■ Material for this task:
------

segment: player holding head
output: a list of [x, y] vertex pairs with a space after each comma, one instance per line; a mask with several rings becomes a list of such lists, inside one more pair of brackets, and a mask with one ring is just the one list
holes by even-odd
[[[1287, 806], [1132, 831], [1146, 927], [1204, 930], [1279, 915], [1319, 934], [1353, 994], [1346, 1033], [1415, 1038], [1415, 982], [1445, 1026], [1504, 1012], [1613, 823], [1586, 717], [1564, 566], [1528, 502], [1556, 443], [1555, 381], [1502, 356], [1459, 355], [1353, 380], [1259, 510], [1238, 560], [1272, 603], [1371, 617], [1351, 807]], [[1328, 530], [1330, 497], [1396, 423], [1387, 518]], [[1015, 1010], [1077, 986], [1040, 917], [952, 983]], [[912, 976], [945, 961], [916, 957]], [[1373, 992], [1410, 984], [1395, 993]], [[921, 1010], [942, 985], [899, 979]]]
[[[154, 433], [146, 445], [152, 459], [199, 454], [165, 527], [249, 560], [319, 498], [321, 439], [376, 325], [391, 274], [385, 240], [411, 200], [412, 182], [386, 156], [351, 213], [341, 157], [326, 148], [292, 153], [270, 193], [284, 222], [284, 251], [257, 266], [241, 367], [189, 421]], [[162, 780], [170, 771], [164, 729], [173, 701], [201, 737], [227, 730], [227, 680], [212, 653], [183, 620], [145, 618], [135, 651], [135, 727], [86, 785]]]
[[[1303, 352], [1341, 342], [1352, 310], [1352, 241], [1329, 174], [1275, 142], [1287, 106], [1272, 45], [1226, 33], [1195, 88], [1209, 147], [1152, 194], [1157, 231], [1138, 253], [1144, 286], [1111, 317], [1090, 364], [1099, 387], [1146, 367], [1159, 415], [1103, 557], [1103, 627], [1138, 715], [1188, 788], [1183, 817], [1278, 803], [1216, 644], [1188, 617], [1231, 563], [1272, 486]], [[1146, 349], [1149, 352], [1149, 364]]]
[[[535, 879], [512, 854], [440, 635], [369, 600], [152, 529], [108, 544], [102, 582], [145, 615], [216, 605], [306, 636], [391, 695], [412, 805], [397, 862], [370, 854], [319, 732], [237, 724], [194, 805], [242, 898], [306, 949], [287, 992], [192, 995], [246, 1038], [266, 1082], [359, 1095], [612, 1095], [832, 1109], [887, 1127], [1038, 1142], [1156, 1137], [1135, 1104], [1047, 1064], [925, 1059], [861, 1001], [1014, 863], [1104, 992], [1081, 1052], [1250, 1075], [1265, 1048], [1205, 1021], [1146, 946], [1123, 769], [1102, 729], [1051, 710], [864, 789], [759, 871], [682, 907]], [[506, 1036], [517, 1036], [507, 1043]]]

------

■ Prompt:
Please repeat each line above exactly.

■ Problem solution:
segment: player holding head
output: a list of [x, y] vertex pairs with a space after each comma, one instance per line; a mask with several rings becomes a list of such lists, inside one more pair of brackets, and a mask with one ring is just the one list
holes by even-odd
[[[1287, 806], [1132, 831], [1146, 927], [1204, 930], [1279, 915], [1319, 934], [1353, 994], [1346, 1033], [1415, 1038], [1415, 982], [1445, 1026], [1504, 1012], [1613, 823], [1586, 717], [1564, 566], [1528, 502], [1556, 443], [1555, 381], [1502, 356], [1459, 355], [1353, 380], [1259, 510], [1238, 560], [1272, 603], [1371, 617], [1351, 807]], [[1328, 530], [1330, 497], [1396, 423], [1387, 518]], [[1015, 1010], [1077, 986], [1040, 917], [952, 983]], [[912, 976], [945, 961], [916, 957]], [[1373, 992], [1410, 984], [1395, 993]], [[921, 1010], [942, 985], [899, 979]]]
[[[154, 433], [146, 445], [152, 459], [199, 454], [165, 527], [249, 560], [319, 498], [321, 439], [376, 325], [391, 274], [385, 240], [411, 200], [412, 182], [386, 156], [351, 213], [341, 157], [326, 148], [292, 153], [270, 193], [284, 222], [284, 251], [257, 266], [241, 367], [189, 421]], [[162, 780], [170, 771], [164, 729], [173, 701], [201, 737], [227, 730], [227, 680], [212, 653], [183, 620], [145, 618], [135, 651], [135, 727], [86, 785]]]
[[[1303, 352], [1341, 342], [1352, 310], [1352, 241], [1329, 174], [1275, 142], [1287, 106], [1272, 45], [1226, 33], [1195, 88], [1209, 147], [1152, 194], [1157, 231], [1138, 253], [1144, 286], [1111, 317], [1090, 364], [1099, 387], [1146, 367], [1159, 415], [1103, 557], [1103, 627], [1138, 715], [1188, 788], [1183, 817], [1278, 803], [1216, 644], [1188, 617], [1231, 563], [1272, 486]], [[1146, 349], [1149, 352], [1149, 364]]]
[[[535, 879], [512, 854], [440, 635], [369, 600], [152, 529], [108, 544], [102, 582], [145, 615], [216, 605], [306, 636], [391, 695], [412, 805], [397, 862], [370, 854], [319, 732], [237, 724], [194, 805], [242, 898], [306, 949], [287, 992], [192, 995], [246, 1038], [266, 1082], [359, 1095], [612, 1095], [832, 1109], [887, 1127], [1038, 1142], [1156, 1137], [1135, 1104], [1047, 1064], [925, 1059], [861, 1001], [1014, 863], [1104, 992], [1081, 1052], [1250, 1075], [1265, 1048], [1205, 1021], [1146, 946], [1123, 769], [1102, 729], [1051, 710], [864, 789], [759, 871], [682, 907]], [[506, 1036], [517, 1036], [507, 1043]]]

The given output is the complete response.